◆ What is required
Each line with the word "white" must appear in the answer, copied from the records.
::: Data to examine
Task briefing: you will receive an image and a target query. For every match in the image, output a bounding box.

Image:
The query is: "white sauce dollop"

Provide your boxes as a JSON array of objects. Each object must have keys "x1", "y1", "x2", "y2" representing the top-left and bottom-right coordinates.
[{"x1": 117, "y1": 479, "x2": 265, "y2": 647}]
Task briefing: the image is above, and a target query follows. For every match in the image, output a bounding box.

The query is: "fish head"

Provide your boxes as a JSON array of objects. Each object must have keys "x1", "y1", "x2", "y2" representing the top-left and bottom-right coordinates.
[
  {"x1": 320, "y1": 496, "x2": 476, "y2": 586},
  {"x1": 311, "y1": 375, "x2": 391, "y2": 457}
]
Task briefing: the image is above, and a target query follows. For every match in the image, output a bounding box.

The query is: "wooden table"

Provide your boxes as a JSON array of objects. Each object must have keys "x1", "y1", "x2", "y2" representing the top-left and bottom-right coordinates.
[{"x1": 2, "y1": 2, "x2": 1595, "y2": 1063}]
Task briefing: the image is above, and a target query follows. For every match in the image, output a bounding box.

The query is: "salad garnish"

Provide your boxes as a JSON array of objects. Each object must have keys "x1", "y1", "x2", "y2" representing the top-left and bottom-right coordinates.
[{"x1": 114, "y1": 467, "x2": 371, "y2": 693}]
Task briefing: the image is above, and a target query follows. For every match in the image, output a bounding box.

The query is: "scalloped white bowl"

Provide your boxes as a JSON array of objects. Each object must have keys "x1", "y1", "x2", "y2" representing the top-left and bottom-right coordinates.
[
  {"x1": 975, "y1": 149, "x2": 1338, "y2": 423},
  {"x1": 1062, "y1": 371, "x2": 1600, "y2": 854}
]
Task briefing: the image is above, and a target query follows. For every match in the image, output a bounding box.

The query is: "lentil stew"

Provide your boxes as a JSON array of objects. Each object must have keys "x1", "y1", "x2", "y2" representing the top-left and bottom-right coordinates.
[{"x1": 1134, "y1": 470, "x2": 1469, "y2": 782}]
::::::
◆ Completed task
The query is: "white sauce dollop"
The query is: "scalloped white bowl"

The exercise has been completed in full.